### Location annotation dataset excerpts
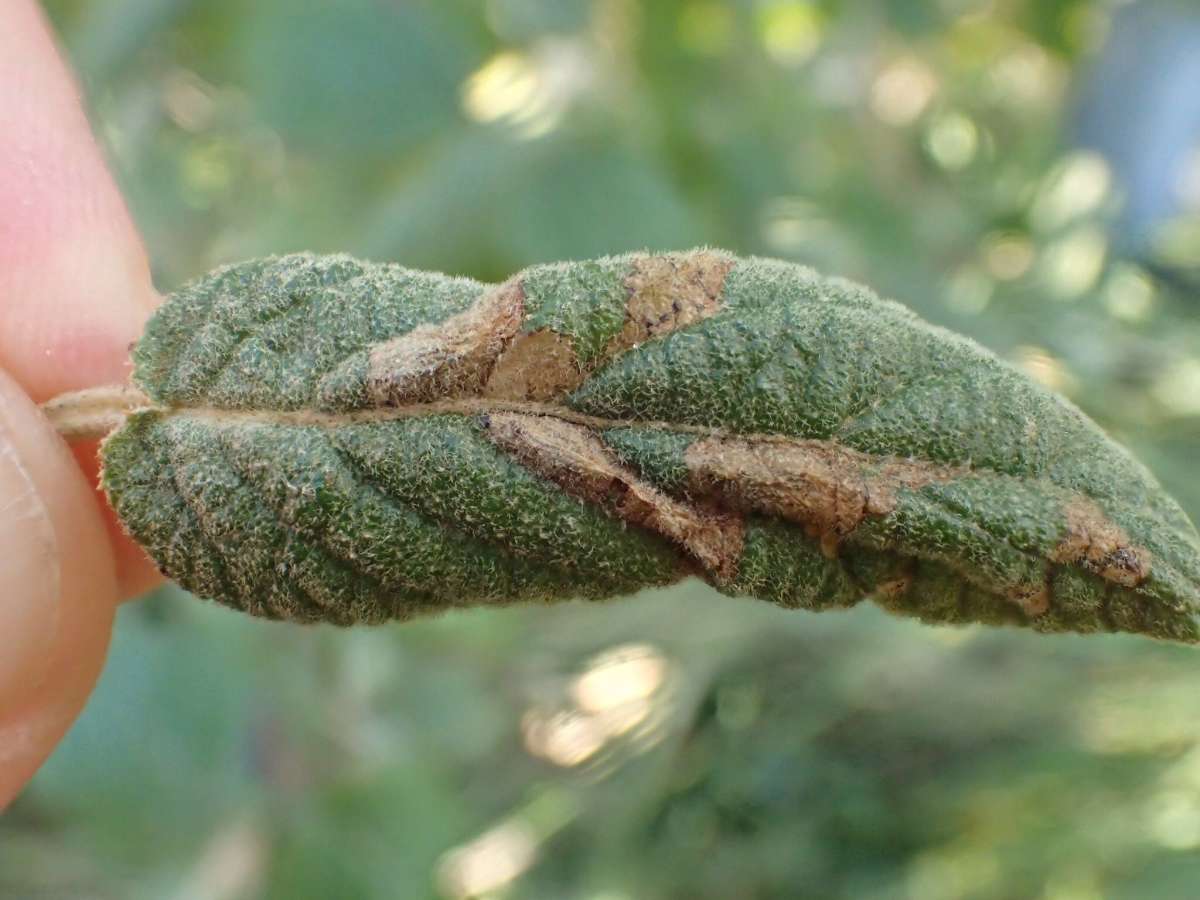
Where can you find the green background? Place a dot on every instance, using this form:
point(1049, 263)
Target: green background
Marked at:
point(675, 744)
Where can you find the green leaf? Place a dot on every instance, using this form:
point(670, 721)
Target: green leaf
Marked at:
point(329, 439)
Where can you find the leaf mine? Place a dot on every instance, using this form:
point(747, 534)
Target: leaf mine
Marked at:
point(324, 439)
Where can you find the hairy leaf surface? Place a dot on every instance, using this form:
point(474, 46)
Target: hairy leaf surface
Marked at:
point(337, 441)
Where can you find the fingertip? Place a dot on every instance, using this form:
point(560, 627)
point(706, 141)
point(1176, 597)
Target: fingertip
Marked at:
point(75, 282)
point(59, 589)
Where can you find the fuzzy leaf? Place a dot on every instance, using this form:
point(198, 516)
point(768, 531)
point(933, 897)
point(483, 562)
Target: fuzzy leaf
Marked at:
point(347, 442)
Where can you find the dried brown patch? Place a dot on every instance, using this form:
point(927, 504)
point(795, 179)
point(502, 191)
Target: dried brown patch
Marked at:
point(540, 365)
point(826, 487)
point(450, 359)
point(670, 292)
point(1099, 545)
point(1033, 599)
point(573, 457)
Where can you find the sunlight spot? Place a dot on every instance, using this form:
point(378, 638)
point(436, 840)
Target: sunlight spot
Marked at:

### Direction
Rewrite all of the material, replacing "Marked at" with "Located at" and keeping everything else unchanged. Omit the picture lines from your answer.

### Right answer
Where can you find the green background? Place a dot on every instance, using this form:
point(1049, 263)
Target: green background
Located at:
point(675, 744)
Where can you find the green leaf? Place a dot on every instance, using this form:
point(670, 721)
Target: green leaf
Located at:
point(329, 439)
Where can you find the leaf mine? Place a dot on every instance, using this form:
point(747, 534)
Target: leaf mine
Located at:
point(324, 439)
Where can you find the hairy leaf surface? Place a dot on every instance, using this form:
point(474, 46)
Target: hairy leaf surface
Located at:
point(337, 441)
Where can you find the fingertip? Place a dot on every instance, using this form:
point(560, 627)
point(706, 141)
point(1176, 597)
Target: fingertip
Located at:
point(75, 282)
point(59, 589)
Where can you find the fuzzy leaf? Place a dot on every instance, using this form:
point(198, 516)
point(768, 531)
point(933, 897)
point(483, 562)
Target: fuzzy leaf
Located at:
point(347, 442)
Where can you find the dried brown patch? Place a dot on every instance, using this form:
point(927, 504)
point(795, 179)
point(502, 191)
Target: dried brown patch
Located at:
point(540, 365)
point(826, 487)
point(450, 359)
point(670, 292)
point(1099, 545)
point(1033, 599)
point(573, 457)
Where can you find the sunlight spot? Place a dot on every instance, using this form:
point(378, 638)
point(436, 840)
Target: sunlight spot
Located at:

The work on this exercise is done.